• **Problems and tasks**
a - Decide whether each statement agrees with the essay on libertarianism: (i) the Libertarian Party has never won more than one percent of the vote in a Presidential election; (ii) the author holds that libertarianism threatens American democracy because its doctrines are so cogent; (iii) the author will use "regressive" rather than "conservative." For each, answer yes or no and quote the deciding words of the essay.
b - Extend the essay on libertarianism past its final words, keeping its voice and argument.

**** Text segment

A Dim View of Libertarianism
Ernest Partridge
I
What is libertarianism?
A half century ago, when liberalism was ascendant in the Kennedy and
Johnson administrations, libertarianism was a fringe curiosity. Now it
has become a formidable political and economic force in the United
States.
No existing democratic governments fully endorse and implement
libertarian doctrine, for no national electorate would tolerate so
radical a system of political economy. (The Libertarian Party in the
United States has never attracted more than one percent of the votes in
a Presidential election). Nonetheless, libertarianism deserves careful
critical analysis since in theory, if not in practice, it is the
ideological "spear-point" of "free market reform" throughout the world.
Furthermore, many of its prominent exponents, such as Milton Friedman,
F. A. Hayek, Ludwig von Mises and Robert Nozick, are highly esteemed by
scholars throughout the world. Thus, while its principles may appear
stark, unqualified and unyielding and its proposals over-simplistic,
because of its widespread and growing influence, libertarianism must be
taken very seriously.
For all its acquired respectability in contemporary political discourse,
I will argue in these essays that libertarianism is a grave threat to
the very existence of the American system of justice and representative
democracy as we have come to know it. Libertarianism poses this threat
not because of the cogency of its doctrines but rather because of the
enormous financial and media resources that promote it.
These are serious accusations that require careful and extended
justification. I will attempt to provide that justification in these
essays.
It is important to note at the outset that libertarianism divides neatly
into two aspects: personal libertarianism and economic libertarianism.
This division puts the libertarians at odds with both the political
right and the political left. I hesitate to use the terms “liberal” and
“conservative” since the public media have abused both terms to the
point that they are essentially meaningless. In the American political
scene today, self-described “conservatives” are more accurately
identified as “regressives,” since they seek to return society and
government to the conditions of earlier times. Accordingly, I will favor
the word “regressive” in place of “conservative.” I will use the
essentially synonymous words “liberal” and “progressive”

********
**** Material provided

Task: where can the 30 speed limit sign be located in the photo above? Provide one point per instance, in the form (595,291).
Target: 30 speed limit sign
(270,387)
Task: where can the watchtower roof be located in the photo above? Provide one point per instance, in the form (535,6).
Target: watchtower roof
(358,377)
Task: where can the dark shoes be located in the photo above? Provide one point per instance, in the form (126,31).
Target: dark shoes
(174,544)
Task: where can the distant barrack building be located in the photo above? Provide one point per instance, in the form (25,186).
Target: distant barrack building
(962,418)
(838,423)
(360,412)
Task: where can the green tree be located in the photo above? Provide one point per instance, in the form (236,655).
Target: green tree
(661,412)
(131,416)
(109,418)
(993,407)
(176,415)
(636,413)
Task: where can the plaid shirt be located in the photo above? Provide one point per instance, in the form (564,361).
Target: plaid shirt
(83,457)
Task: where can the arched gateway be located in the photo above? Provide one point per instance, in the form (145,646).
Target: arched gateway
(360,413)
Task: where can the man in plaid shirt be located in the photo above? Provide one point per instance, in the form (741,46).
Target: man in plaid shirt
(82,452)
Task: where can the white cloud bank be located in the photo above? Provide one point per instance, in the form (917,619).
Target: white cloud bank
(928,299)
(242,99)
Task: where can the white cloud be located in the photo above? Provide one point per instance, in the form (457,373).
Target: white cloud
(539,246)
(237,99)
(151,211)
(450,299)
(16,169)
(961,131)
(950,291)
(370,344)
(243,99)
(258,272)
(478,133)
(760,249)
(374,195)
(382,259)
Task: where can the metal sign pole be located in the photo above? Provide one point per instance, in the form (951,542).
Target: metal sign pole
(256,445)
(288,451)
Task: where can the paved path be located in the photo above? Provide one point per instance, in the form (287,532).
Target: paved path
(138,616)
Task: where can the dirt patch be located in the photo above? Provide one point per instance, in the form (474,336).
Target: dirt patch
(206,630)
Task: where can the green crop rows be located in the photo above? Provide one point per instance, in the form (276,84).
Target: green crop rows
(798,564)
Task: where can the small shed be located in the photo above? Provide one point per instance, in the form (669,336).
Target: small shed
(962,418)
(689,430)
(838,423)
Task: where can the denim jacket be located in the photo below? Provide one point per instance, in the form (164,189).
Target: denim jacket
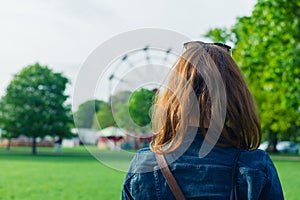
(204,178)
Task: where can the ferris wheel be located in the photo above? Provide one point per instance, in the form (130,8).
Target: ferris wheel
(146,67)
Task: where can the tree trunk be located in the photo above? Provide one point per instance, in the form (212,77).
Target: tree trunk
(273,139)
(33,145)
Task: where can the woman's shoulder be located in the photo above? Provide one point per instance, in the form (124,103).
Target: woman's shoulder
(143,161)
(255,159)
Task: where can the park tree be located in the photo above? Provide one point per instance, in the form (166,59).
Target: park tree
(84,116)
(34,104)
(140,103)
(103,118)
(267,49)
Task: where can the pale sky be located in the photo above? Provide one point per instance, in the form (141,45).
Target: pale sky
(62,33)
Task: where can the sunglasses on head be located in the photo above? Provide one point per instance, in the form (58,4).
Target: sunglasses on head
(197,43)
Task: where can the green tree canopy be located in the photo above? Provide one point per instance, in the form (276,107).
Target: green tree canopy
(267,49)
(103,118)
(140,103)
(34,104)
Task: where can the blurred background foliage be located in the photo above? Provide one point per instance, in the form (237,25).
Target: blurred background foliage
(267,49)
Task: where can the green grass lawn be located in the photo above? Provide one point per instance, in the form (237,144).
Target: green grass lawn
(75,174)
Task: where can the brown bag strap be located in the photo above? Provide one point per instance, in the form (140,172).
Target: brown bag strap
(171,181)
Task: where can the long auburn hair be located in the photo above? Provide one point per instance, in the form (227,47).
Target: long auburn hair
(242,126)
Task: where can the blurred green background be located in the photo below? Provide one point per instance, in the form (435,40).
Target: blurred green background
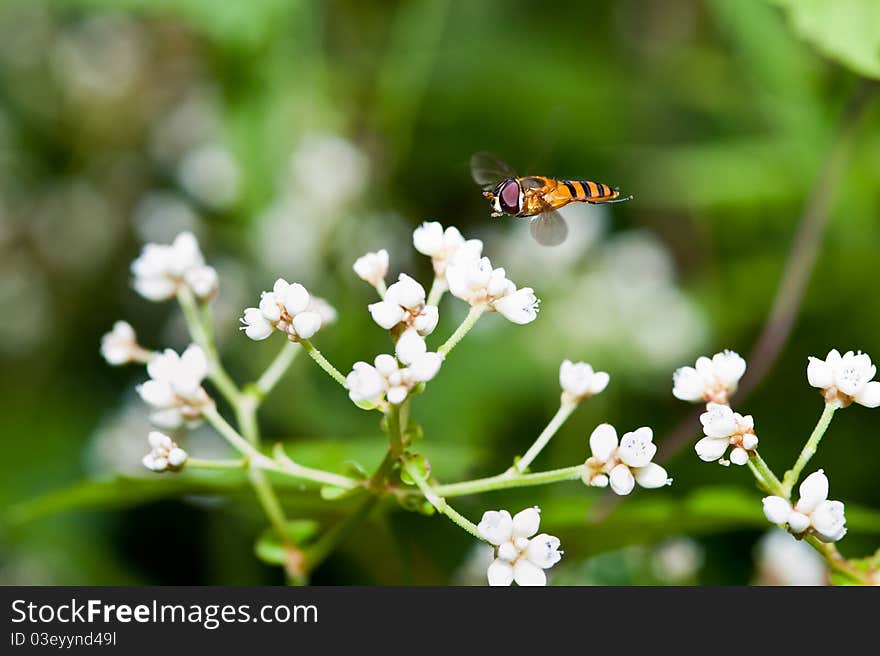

********
**** Material provided

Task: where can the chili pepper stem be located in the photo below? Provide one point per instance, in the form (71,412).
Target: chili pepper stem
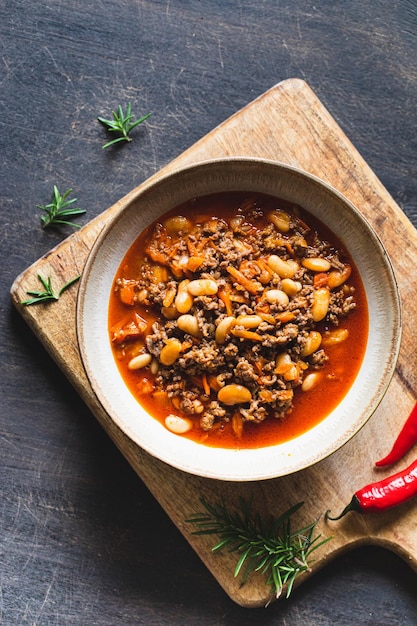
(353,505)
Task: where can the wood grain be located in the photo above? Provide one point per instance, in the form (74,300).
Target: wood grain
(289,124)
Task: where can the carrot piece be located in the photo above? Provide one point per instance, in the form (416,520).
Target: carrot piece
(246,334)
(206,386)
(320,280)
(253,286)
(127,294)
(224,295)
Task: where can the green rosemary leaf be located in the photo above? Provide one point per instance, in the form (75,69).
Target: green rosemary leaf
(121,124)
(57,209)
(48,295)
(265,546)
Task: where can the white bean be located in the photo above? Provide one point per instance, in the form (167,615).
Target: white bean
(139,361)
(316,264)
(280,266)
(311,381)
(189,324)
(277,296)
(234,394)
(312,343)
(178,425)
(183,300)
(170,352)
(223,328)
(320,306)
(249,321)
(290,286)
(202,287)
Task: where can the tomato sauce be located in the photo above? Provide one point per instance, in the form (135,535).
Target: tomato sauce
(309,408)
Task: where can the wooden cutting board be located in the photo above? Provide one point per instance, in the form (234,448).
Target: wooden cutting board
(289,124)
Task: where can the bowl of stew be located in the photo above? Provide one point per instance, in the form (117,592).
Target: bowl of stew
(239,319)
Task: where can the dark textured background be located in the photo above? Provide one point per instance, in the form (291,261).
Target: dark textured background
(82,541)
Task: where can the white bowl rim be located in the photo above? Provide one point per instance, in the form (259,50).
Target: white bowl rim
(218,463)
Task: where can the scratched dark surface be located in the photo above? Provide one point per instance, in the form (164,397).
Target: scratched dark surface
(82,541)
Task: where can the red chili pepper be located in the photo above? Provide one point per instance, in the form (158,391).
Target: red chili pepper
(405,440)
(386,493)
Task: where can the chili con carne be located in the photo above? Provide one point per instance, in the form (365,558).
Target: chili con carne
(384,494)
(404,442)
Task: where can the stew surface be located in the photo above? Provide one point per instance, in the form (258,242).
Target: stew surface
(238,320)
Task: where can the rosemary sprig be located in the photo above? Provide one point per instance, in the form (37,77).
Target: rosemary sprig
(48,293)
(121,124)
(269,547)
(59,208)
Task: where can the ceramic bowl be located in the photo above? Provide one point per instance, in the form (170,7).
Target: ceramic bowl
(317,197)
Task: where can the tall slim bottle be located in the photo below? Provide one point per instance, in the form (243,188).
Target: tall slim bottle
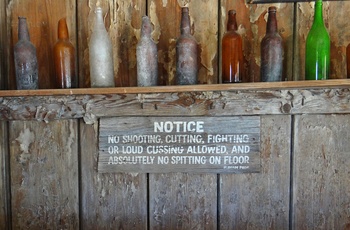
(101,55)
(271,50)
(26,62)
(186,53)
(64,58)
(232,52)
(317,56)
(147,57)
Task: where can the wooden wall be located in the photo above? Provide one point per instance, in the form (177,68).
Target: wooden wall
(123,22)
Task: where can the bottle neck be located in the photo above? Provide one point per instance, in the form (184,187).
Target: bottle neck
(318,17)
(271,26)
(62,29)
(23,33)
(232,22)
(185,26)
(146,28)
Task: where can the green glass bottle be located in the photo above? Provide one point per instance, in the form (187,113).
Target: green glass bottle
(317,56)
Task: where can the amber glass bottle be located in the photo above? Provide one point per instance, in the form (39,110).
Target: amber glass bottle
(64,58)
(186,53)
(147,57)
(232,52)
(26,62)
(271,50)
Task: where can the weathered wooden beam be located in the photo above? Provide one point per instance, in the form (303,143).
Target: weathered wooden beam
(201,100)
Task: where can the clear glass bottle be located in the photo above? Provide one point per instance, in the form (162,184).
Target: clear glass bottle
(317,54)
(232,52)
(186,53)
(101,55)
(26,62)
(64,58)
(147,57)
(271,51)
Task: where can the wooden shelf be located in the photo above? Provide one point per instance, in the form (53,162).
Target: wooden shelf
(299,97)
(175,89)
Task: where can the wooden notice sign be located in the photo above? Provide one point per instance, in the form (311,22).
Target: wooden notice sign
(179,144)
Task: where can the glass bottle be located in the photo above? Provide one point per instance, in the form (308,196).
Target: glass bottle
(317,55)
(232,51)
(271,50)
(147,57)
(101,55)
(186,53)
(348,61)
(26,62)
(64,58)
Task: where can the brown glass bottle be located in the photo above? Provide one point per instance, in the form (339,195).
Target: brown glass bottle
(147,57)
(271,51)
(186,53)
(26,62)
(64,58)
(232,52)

********

• **Solved problems**
a -
(i) Yes: "The Libertarian Party in the United States has never attracted more than one percent of the votes in a Presidential election"
(ii) No: "Libertarianism poses this threat not because of the cogency of its doctrines but rather because of the enormous financial and media resources that promote it."
(iii) Yes: "Accordingly, I will favor the word “regressive” in place of “conservative.”"

b -
interchangeably. (See
Chapter 1 and
Chapter 2 of my book
in progress, Conscience of a Progressive, to which I will
frequently refer in these essays).
The liberal (or progressive) tends to agree with libertarian insistence
that law and government are not justified in interfering with the
personal lives of individuals. They agree that in a free society there
is no place for laws regarding sexual preference, abortion, drug use,
euthanasia, etc. Liberals and libertarians thus endorse John Stuart
Mill’s proclamation that “over himself, over his own mind body and mind,
the individual is sovereign.”1 To the contrary, the right, and especially
the religious right, has no trouble endorsing government interference
regarding these matters of personal conduct.
On the other hand, the liberal left strongly opposes, and the right
endorses, the libertarian positions regarding market fundamentalism,
deregulation of commercial activity, minimal government, and
privatization. Economic libertarianism has for all practical purposes
been adopted into the platform of the Republican Party, even though that
party is reluctant to embrace the term “libertarianism.”
Because economic libertarianism poses the greater threat to the American
system of government and traditions of justice, I will devote most of my
attention to that aspect of libertarianism.
These are the essential doctrines of libertarianism.
While not all
individuals who describe themselves as libertarians will fully agree
with all of these stipulations, (there are, after all, several varieties
of libertarianism), the following formulations will identify the
“targets” of my analyses in these essays.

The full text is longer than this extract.